* [What to work on]
**a)** Reproduce the Vertex passage word for word, starting with "The techniques of" and going on through "of a meter.".
**b)** According to the Vertex passage, in what year did Vertex scientists solve the structure of the HIV protease?

* [Excerpted passage]
◇ ◇ ◇ ◇
Vertex, founded by a Harvard graduate in 1989, is a pioneer in "structure-based drug design." In theory, the idea is plausible enough: if one knows the precise three-dimensional structure of an enzyme target, one can use a computer to design a perfectly complementary "small molecule drug" to jam into the enzyme and disable it, just as a locksmith can build a key from scratch to open a lock.

Vertex's first major research effort--designing a safe and reliable inhibitor for the HIV protease that assists with the replication of the HIV virus--started with generating a molecular map of the protease enzyme.

The techniques of choice for this sort of cartography are x-ray crystallography and protein nuclear magnetic resonance spectroscopy (NMR), which take a snapshot of a protein at a resolution of less than a billionth of a meter.

"X-ray crystallography allows us to map out the atom-by-atom three-dimensional structure of a drug target, [especially] the active site," says Brum. "The more precise information we can have about the active site helps us to develop a safer, more potent drug."

Vertex scientists solved the structure in 1992 (see picture below) and began to explore several potential sites for artificial blockage, using supercomputers to suggest possible "keys" for the HIV "lock." In practice, the computer's guess is often far from perfect, but computers can help bench-top scientists refine their search for the molecule with the perfect fit.
◇ ◇ ◇ ◇
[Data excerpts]

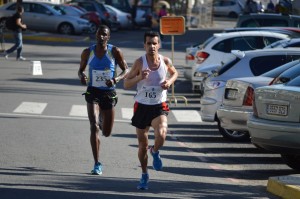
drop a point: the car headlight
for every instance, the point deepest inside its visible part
(201, 74)
(82, 22)
(215, 84)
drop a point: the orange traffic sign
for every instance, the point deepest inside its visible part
(172, 25)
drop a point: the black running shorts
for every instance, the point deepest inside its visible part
(144, 114)
(106, 99)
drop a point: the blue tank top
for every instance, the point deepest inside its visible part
(101, 69)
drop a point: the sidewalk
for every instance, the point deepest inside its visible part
(48, 37)
(287, 187)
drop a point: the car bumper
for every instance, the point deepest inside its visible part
(208, 109)
(280, 137)
(82, 29)
(233, 118)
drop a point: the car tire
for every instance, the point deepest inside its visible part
(233, 15)
(292, 161)
(2, 23)
(66, 29)
(235, 136)
(93, 28)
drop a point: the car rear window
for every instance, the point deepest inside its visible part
(262, 64)
(294, 82)
(227, 66)
(264, 22)
(278, 70)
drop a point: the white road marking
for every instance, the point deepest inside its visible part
(31, 107)
(78, 110)
(127, 113)
(187, 115)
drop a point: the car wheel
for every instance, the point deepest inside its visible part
(232, 15)
(2, 23)
(66, 29)
(93, 28)
(236, 136)
(292, 161)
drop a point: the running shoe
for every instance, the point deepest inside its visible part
(97, 169)
(100, 120)
(157, 163)
(143, 185)
(21, 58)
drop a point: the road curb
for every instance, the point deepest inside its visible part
(50, 38)
(287, 187)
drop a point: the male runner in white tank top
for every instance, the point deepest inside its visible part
(153, 74)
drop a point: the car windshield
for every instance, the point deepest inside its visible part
(277, 71)
(281, 43)
(294, 82)
(227, 66)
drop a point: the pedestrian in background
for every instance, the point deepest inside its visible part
(162, 12)
(250, 7)
(101, 81)
(153, 74)
(19, 27)
(270, 7)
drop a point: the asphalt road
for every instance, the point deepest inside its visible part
(45, 151)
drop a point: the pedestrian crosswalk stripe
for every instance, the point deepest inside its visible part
(78, 110)
(127, 113)
(187, 115)
(31, 107)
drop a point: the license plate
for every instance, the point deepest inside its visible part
(273, 109)
(231, 94)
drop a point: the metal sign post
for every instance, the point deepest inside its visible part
(173, 26)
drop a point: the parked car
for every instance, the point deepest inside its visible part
(246, 64)
(217, 50)
(123, 18)
(293, 32)
(40, 16)
(228, 8)
(237, 99)
(274, 124)
(144, 16)
(97, 6)
(286, 43)
(93, 17)
(268, 19)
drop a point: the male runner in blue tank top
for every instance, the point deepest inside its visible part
(101, 79)
(150, 74)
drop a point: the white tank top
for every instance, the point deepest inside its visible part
(149, 91)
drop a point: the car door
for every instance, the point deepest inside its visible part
(41, 18)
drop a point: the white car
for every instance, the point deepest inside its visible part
(246, 64)
(285, 43)
(237, 100)
(217, 50)
(228, 8)
(274, 124)
(123, 18)
(43, 17)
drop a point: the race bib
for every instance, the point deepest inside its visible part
(151, 94)
(100, 77)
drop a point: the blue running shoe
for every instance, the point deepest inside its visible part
(97, 169)
(100, 121)
(157, 163)
(143, 182)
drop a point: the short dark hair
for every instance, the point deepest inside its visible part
(151, 34)
(103, 27)
(19, 8)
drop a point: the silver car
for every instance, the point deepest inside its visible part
(275, 123)
(246, 64)
(43, 17)
(237, 100)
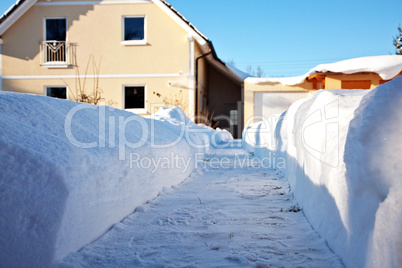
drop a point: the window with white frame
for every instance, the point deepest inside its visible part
(233, 117)
(134, 98)
(134, 30)
(56, 92)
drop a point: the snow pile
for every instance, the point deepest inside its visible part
(344, 163)
(387, 67)
(259, 138)
(200, 136)
(70, 171)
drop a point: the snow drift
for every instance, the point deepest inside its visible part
(69, 171)
(344, 163)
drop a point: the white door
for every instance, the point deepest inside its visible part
(269, 103)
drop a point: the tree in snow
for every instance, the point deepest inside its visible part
(398, 42)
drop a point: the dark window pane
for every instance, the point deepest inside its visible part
(134, 97)
(57, 92)
(56, 29)
(133, 29)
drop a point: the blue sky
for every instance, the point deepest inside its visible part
(288, 37)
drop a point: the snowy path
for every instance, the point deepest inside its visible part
(224, 217)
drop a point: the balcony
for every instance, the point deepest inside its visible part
(56, 54)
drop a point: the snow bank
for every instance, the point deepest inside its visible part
(259, 138)
(69, 171)
(344, 163)
(387, 67)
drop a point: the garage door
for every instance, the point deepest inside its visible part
(269, 103)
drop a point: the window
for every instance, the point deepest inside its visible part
(54, 45)
(135, 99)
(56, 29)
(56, 92)
(233, 117)
(134, 31)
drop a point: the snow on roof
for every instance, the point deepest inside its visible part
(387, 67)
(237, 72)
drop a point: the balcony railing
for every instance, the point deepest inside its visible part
(56, 54)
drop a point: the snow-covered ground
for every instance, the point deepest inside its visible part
(228, 213)
(343, 161)
(69, 171)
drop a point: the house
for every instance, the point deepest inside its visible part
(139, 54)
(264, 97)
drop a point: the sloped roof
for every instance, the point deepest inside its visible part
(387, 67)
(11, 10)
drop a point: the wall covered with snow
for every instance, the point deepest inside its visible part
(69, 171)
(344, 162)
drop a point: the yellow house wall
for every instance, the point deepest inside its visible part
(97, 30)
(250, 89)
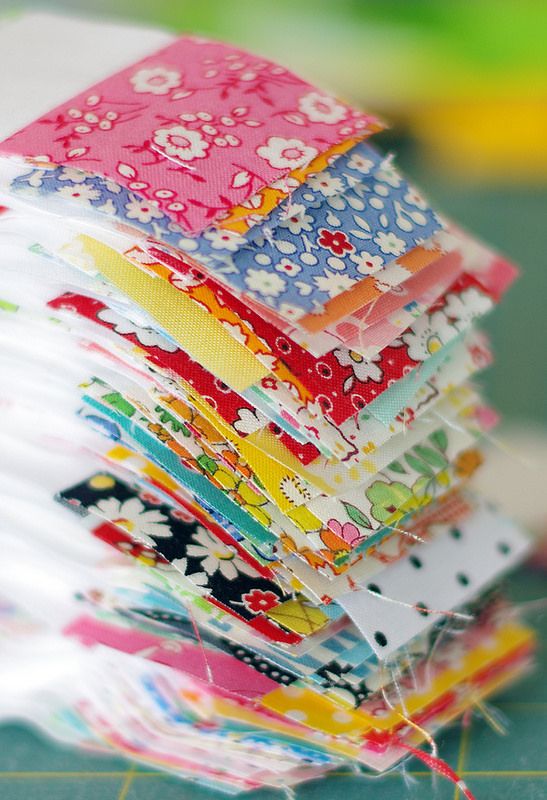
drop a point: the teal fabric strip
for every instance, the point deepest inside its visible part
(193, 481)
(392, 401)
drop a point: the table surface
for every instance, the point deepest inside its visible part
(495, 767)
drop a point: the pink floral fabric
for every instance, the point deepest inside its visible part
(196, 128)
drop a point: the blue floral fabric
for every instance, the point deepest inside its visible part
(344, 224)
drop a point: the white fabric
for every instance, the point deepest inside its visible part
(432, 576)
(47, 59)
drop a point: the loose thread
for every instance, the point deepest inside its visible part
(493, 719)
(417, 607)
(440, 767)
(195, 627)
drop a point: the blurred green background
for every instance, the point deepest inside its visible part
(464, 88)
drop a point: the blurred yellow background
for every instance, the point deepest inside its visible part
(463, 86)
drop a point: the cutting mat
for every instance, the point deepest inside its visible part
(495, 767)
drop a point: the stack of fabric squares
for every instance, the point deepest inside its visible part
(239, 420)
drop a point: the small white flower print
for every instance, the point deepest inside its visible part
(322, 108)
(132, 516)
(393, 275)
(463, 308)
(363, 369)
(146, 336)
(414, 198)
(181, 143)
(217, 556)
(155, 80)
(296, 219)
(389, 243)
(290, 311)
(287, 267)
(81, 193)
(267, 284)
(197, 578)
(366, 263)
(428, 335)
(325, 183)
(72, 175)
(248, 421)
(286, 153)
(142, 210)
(224, 240)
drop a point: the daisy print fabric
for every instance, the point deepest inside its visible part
(254, 347)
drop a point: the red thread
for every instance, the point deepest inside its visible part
(440, 767)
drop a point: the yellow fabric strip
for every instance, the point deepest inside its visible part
(194, 328)
(325, 714)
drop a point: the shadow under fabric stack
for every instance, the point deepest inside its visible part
(238, 420)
◇ ◇ ◇ ◇
* [Results for the exercise]
**a)**
The techniques of choice for this sort of cartography are x-ray crystallography and protein nuclear magnetic resonance spectroscopy (NMR), which take a snapshot of a protein at a resolution of less than a billionth of a meter.

**b)** 1992